| What is required |
Reproduce the entries starting with the line that contains "Where can the tile" and continuing through the line that contains "(1025, 449)", with both lines included and the request reproduced as well. Raise every coordinate in the answers by 59, and leave everything else unchanged.

| Record list |

________

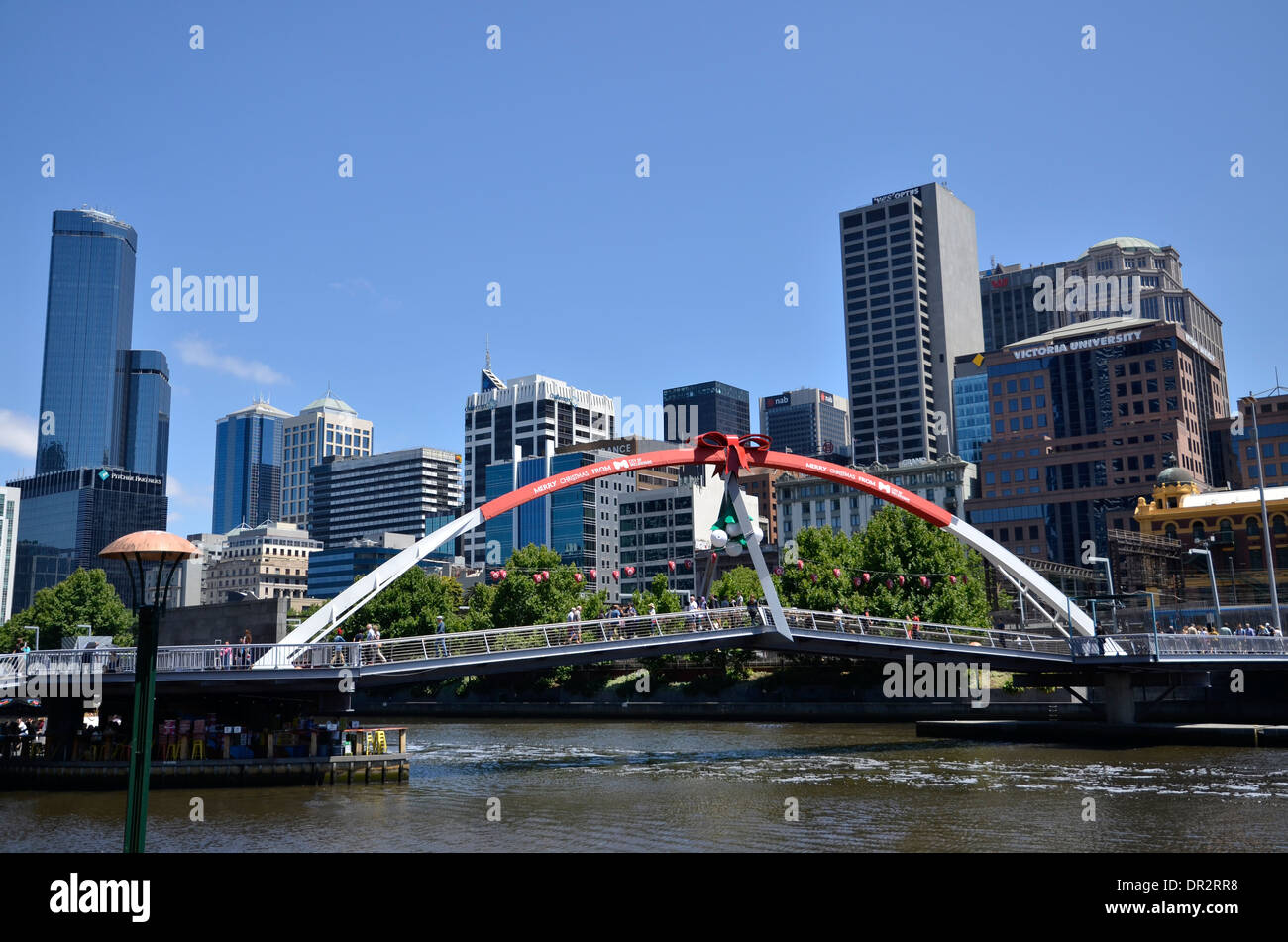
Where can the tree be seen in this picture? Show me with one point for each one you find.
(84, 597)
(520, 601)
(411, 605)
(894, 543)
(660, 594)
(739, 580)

________

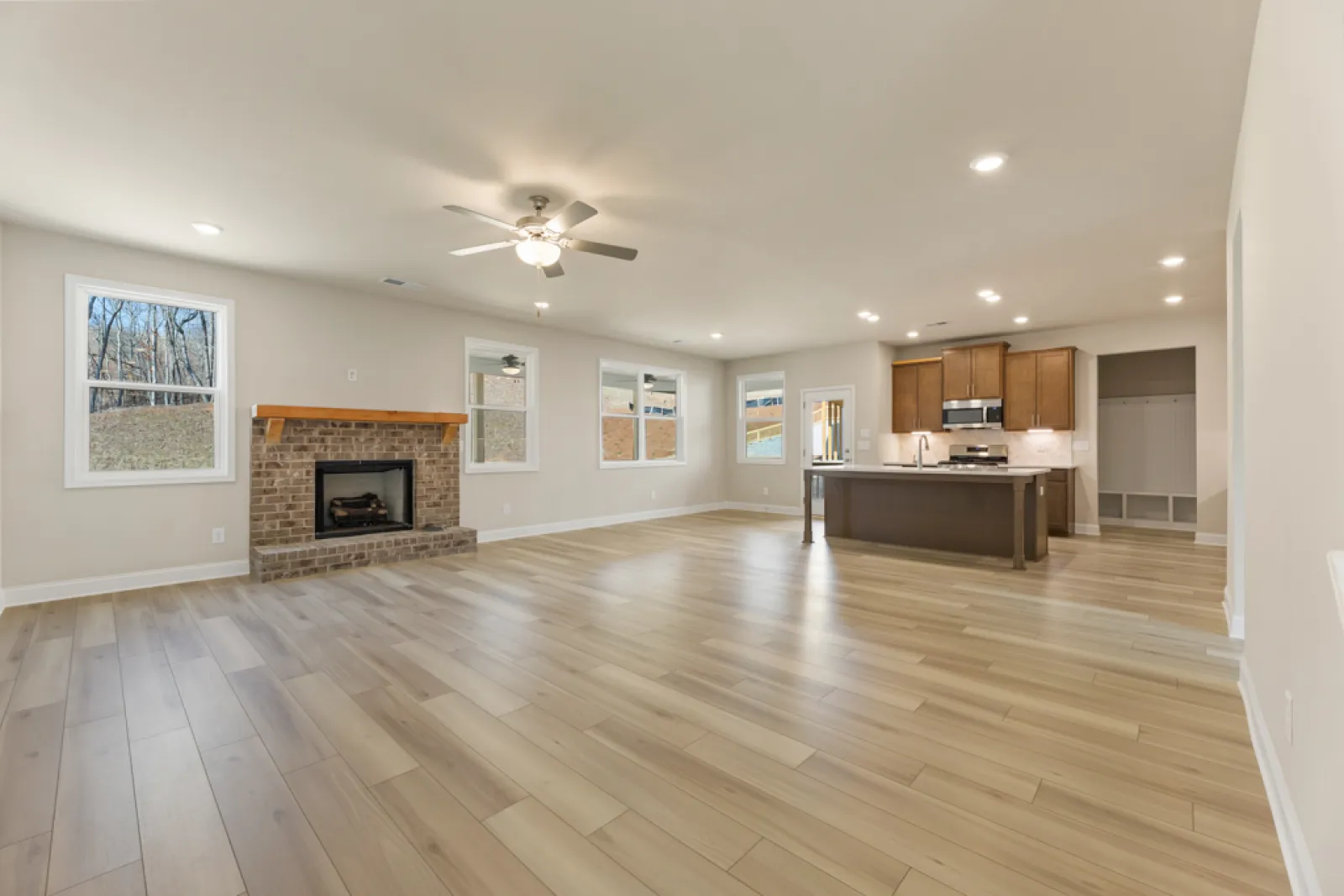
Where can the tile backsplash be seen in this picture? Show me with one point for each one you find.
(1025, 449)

________

| Final result |
Where can the tile backsplash be seen in this picture? Show me with one point for each one you find.
(1084, 508)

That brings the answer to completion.